### Requirement A
Count the lines in the entries below that contain the string "teal", treating case as significant. Reply with the number alone.
** start Supplied passage **
Love Austin Homes Investing Blog


Money partner & subject to deals

Posted in Creative RE, Deal Analysis by Administrator on the July 17th, 2006

I have a friend that would like to work together and
provide the necessary money for any subject to deals I
locate, and we then turn around and sell.

Any suggestions on how we should construct this
arrangement?

Thanks, for any and all assistance.

Barbara

ANSWER

I do these frequently with other investors. Partner find deals, I fund them, we split the profits.

I use a simple Limited Partnership Agreement that we customize for each deal. It defines the responsibilities of each party, what is considered as profit and expense, and how profits/losses are to be divided, etc. It also has other boilerplate needed in limited partnership agreements.

The actual buying and selling is generally done in the name of the person/company funding the deal, or in an LLC created to hold the property (if it will be held for a long time), or in an LP created to flip properties (this is what I use). Most people don’t care who’s name the property is in, they just want their fair share of the profits.

Phill

“Subject to”

Posted in Creative RE by Administrator on the June 30th, 2006

I have a situation where I think a “subject to” would be appropriate.
I have not, however, ever done this before.

Can someone out there direct me to a good resource for a sample
contract as well as the necessary steps I should take to protect my
interest (filing of deed, notices, etc.)

Your assistance would be greatly appreciated. Thanks

Robert

ANSWER

Robert,

You can pay an attorney, such as Charlie Brown, to draw up the necessary documents for you, or you might consider teaming up with an investor that’s done several of these before.

Whereas the contract itself it not overly complex, there are many many things to take into consideration when doing sub-to involving title, insurance, future bankruptcies or foreclosures, escrows, balloon payments and ARM verification, LLCs and/or land trusts, loan acceleration, etc. etc. Mistakes and short-sightedness can generate major headaches in these deals, if you don’t really know what you are doing…

Phill

Subject-to Question

Posted in Creative RE, Financing by Administrator on the May 2nd, 2006

Question to the “Subject to” guro…
My problem:
When you buy a property “Subject to”, hold the property for a few
months or several years, and then resell with the new buyer taking
out a new loan, any money held by the original finance company for
taxes &/or insurance in escrow is refunded to the original sellers,
(i.e. the persons you bought the property from), via a check from the
title company or closing company. This check is made out to the
original owners. The ones who originally took out the loan on the
property you bought “subject to”

In past years one could have stamped “For Deposit Only” on the check
along with the account number and deposited the check in any account.
No problems.

With new banking laws, both Bank of America, and Wells Fargo, have
told me that the check must be endorsed by the Payee.
I have a power of attorney, and a letter of instruction from the
original sellers, stating I have authority to handle all matters
concerning the property. The banks are telling me that they won’t
accept the power of attorney because, they don’t know that a
subsequent Power of attorney may be in effect that cancels the first
one.

Any suggestions on how you “subject to” gurus handle this problem
with the original purchase, to prevent this problem on resale?

Thank You
Philip

ANSWER

Philip,
Excellent question! This is one of those advanced sub-to topic that always seems to get glossed over in the how-to books.
** end Supplied passage **
** start Records to use **
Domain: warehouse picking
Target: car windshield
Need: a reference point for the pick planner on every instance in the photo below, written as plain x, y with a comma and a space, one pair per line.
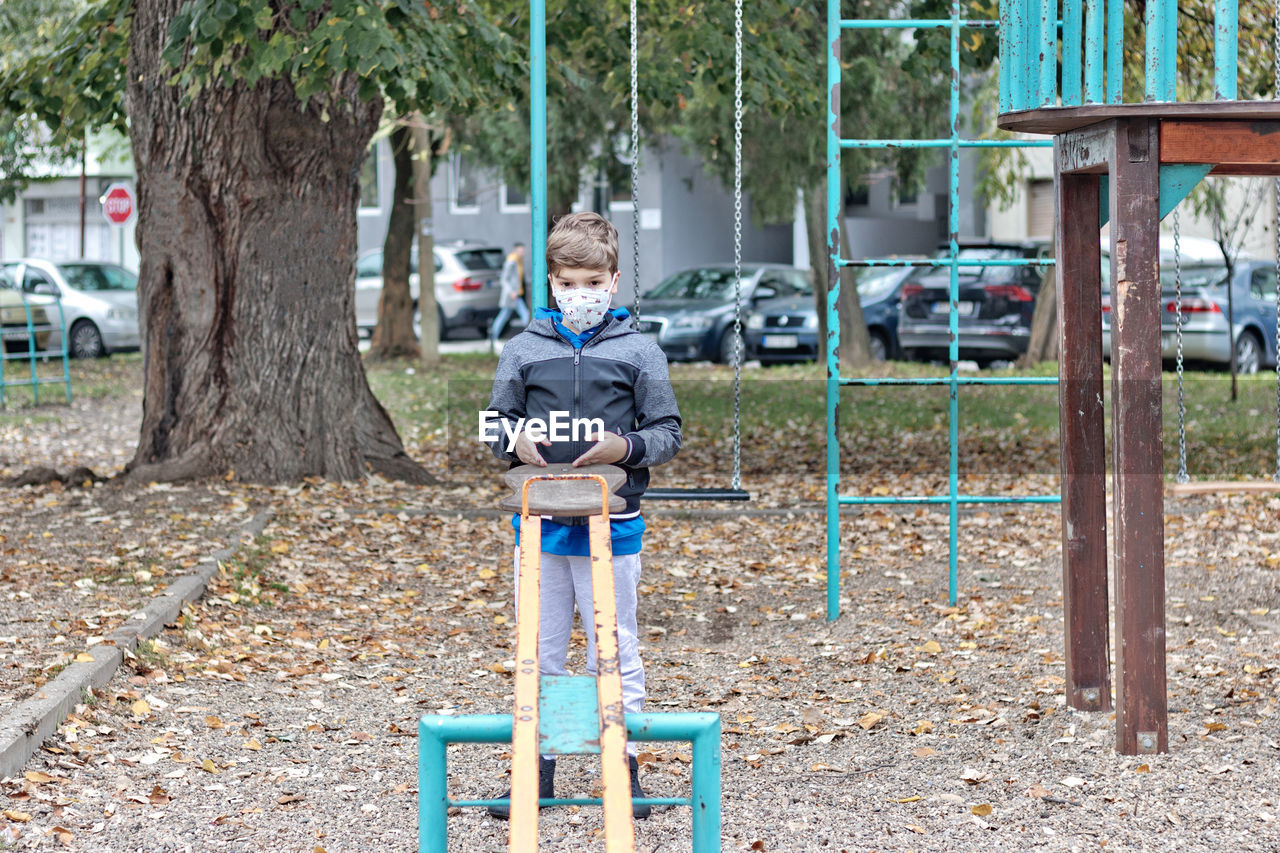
876, 283
99, 277
698, 284
481, 259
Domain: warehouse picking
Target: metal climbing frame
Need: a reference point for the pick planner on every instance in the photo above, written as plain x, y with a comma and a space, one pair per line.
33, 355
952, 382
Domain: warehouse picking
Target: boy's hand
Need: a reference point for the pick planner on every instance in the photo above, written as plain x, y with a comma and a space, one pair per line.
608, 450
528, 452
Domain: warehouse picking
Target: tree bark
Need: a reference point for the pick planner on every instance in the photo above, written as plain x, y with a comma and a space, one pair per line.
247, 235
432, 331
855, 346
393, 336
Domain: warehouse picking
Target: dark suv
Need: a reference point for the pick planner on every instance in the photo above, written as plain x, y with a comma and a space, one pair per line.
995, 305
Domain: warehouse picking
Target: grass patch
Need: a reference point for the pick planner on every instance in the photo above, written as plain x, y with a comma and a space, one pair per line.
247, 575
114, 377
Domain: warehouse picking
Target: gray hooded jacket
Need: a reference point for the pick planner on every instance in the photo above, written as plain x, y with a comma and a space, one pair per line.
618, 375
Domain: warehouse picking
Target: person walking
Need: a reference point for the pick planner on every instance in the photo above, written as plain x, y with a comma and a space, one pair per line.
512, 299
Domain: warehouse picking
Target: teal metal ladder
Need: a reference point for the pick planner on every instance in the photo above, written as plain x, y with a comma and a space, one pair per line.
952, 382
32, 355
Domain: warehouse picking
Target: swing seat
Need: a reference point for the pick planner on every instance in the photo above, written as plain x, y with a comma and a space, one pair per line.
563, 497
696, 495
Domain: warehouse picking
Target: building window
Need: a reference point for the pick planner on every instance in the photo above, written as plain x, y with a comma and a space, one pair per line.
1040, 208
512, 199
369, 174
465, 190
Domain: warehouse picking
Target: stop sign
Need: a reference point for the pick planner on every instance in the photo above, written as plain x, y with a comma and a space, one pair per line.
118, 204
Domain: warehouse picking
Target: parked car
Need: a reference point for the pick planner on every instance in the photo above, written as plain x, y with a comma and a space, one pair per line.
466, 286
690, 314
786, 328
99, 302
995, 306
19, 314
1205, 306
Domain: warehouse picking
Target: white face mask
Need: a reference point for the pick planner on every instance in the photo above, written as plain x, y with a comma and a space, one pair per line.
583, 308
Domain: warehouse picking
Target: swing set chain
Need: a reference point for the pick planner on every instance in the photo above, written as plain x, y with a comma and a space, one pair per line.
635, 163
1178, 325
737, 243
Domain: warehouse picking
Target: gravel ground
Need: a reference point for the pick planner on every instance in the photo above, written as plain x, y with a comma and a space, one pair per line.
279, 712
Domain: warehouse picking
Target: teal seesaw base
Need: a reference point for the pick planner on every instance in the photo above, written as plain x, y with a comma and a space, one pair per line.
575, 716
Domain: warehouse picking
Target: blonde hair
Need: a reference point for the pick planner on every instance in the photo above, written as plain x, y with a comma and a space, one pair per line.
583, 241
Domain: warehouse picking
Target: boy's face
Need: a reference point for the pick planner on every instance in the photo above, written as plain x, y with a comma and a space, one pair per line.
574, 277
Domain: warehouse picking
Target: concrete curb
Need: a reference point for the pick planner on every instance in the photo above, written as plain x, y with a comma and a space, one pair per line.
26, 725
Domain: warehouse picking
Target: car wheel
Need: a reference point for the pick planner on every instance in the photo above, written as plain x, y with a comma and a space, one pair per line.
727, 349
1248, 354
86, 341
880, 346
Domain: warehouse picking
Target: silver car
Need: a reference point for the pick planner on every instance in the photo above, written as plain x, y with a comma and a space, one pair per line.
466, 286
99, 302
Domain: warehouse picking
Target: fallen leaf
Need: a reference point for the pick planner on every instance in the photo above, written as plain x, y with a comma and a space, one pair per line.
869, 719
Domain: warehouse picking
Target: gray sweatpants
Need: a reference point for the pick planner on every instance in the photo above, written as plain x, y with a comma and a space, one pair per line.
566, 580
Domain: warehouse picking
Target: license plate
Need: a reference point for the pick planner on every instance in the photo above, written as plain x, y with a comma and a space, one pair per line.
963, 309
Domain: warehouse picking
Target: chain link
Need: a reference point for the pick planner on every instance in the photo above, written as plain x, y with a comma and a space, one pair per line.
1178, 324
737, 243
635, 162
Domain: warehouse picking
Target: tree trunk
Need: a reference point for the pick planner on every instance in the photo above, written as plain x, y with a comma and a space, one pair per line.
247, 236
855, 346
1042, 343
393, 337
432, 331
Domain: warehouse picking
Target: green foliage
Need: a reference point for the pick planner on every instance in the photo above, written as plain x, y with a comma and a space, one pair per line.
415, 54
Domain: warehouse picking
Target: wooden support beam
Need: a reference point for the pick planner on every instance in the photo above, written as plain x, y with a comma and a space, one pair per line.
1230, 147
1084, 150
1142, 724
1083, 448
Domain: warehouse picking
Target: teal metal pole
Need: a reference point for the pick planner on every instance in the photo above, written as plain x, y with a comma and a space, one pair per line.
1095, 50
707, 788
1046, 87
954, 293
433, 799
833, 203
1004, 56
1226, 49
538, 146
1073, 60
1115, 50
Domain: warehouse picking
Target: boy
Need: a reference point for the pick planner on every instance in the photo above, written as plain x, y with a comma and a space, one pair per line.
588, 361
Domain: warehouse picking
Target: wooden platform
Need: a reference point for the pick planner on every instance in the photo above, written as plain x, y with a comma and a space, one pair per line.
1060, 119
1224, 487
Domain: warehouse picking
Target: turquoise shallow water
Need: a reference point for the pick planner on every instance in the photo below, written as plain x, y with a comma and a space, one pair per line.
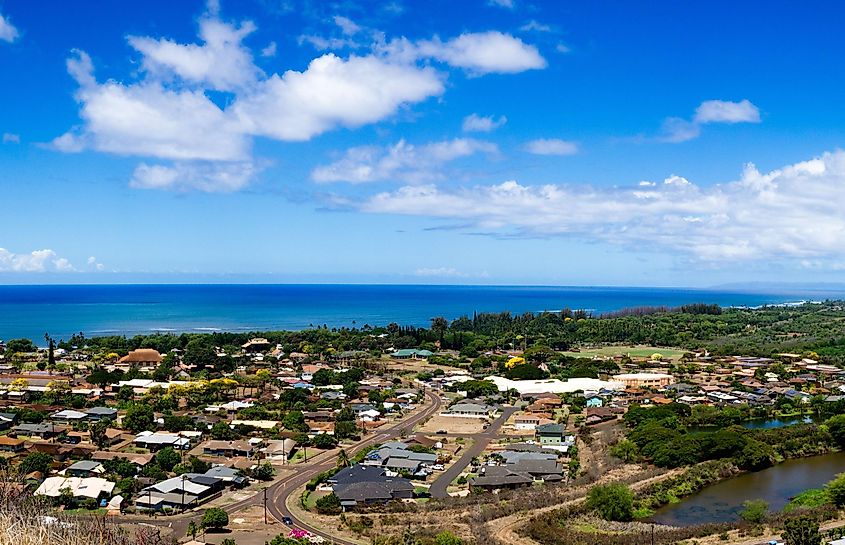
** end Records to use **
### Requirement B
List every category under which the posts on the investing blog page are filed.

### Written solution A
3

### Written solution B
Creative RE
Deal Analysis
Financing